Set task: Only the run of lines from the one containing "of the raised" through the last line should be returned, exactly as written.

Material shown:
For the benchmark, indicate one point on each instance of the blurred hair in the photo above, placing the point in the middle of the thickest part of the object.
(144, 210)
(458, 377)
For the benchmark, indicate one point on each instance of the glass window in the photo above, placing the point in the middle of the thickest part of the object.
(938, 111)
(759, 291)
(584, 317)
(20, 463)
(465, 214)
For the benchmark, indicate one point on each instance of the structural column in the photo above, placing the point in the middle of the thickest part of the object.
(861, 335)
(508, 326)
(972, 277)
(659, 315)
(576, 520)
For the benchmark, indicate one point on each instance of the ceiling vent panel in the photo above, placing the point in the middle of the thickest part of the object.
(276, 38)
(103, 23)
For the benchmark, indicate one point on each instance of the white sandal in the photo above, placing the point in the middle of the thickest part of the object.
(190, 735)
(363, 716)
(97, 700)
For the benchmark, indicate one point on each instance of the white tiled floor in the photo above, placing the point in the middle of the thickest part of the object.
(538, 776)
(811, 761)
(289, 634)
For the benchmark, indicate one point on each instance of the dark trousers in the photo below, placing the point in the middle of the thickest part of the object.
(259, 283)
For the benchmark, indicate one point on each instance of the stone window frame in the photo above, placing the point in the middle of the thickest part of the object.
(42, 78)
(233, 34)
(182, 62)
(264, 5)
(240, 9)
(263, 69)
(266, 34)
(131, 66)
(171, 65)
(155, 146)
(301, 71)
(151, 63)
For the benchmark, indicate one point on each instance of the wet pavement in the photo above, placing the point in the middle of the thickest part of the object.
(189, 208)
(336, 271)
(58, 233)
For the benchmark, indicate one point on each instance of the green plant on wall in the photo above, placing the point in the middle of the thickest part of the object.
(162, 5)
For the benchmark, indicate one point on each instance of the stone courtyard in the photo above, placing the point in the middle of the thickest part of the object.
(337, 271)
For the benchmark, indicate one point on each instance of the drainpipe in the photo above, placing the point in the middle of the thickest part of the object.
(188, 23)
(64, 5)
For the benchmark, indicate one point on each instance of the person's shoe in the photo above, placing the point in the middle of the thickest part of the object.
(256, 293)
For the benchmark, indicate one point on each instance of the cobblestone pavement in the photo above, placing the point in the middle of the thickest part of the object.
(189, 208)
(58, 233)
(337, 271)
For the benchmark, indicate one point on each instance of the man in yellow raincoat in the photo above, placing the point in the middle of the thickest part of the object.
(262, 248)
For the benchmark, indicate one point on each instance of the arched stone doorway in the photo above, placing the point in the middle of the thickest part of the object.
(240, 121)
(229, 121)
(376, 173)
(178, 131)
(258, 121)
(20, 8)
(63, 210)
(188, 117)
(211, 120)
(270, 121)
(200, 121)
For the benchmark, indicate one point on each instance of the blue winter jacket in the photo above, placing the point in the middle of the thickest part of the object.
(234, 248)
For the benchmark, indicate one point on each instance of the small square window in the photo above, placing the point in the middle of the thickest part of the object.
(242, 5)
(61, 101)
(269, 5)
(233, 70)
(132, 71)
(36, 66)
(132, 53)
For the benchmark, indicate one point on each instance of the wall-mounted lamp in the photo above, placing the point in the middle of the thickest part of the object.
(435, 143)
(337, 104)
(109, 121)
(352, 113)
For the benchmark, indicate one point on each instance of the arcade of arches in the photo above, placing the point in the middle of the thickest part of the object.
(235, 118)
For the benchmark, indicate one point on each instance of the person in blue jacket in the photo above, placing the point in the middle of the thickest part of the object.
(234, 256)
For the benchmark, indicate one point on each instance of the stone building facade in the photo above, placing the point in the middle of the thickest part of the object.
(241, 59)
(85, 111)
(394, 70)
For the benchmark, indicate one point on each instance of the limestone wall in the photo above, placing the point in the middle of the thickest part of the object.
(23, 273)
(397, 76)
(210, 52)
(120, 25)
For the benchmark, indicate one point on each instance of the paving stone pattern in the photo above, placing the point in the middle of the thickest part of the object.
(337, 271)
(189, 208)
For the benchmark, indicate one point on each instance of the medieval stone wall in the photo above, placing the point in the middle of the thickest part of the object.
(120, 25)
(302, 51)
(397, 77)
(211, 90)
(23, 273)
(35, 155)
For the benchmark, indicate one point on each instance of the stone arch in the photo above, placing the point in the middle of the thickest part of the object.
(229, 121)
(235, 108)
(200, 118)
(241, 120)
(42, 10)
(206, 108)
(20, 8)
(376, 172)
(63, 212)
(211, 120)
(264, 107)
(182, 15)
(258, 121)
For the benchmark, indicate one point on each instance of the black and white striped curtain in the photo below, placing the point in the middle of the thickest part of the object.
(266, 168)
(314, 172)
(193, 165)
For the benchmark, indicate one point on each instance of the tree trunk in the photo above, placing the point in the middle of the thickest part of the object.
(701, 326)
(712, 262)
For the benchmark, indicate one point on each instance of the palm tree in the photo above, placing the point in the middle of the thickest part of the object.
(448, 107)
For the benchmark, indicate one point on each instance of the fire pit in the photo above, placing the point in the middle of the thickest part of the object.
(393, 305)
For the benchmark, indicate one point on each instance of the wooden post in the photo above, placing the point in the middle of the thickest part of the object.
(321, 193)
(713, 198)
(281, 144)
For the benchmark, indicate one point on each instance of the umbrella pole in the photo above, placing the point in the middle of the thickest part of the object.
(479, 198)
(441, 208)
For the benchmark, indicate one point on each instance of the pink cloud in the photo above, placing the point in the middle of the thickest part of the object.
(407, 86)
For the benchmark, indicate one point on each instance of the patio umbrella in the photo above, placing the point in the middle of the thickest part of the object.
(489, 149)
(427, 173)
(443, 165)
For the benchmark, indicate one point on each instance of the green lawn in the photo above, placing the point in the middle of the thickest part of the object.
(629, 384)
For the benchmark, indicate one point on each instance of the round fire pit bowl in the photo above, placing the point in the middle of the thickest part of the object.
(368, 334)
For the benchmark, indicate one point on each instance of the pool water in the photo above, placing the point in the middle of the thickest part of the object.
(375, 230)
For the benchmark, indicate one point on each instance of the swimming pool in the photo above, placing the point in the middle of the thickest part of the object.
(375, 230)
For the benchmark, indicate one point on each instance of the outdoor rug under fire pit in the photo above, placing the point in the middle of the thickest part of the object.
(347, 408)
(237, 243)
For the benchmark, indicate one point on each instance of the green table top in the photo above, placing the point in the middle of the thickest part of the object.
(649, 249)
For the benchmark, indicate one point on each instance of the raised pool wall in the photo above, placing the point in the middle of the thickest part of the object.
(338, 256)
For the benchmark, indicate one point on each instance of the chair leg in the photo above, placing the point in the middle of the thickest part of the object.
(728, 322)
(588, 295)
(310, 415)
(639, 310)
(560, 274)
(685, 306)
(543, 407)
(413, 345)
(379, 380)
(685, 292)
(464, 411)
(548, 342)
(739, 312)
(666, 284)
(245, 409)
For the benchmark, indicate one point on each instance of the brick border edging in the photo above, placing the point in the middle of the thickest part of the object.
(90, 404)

Task result:
For the benchmark, indicate one point on each instance of the raised pool wall in the photo above, placing the point in the middle of the thickest part of the object.
(338, 256)
For the benchmark, indicate one point on each instance of the chair leg in the photo above, placing the point in the middle of the thickest part of the object.
(728, 322)
(588, 295)
(310, 415)
(639, 310)
(560, 274)
(685, 306)
(543, 407)
(413, 345)
(379, 380)
(685, 292)
(464, 411)
(548, 342)
(739, 312)
(666, 284)
(245, 409)
For the benchmark, indicate one point on each instance of the brick border edging in the photo above, placing the point in the middle of the thickest part of the object.
(90, 404)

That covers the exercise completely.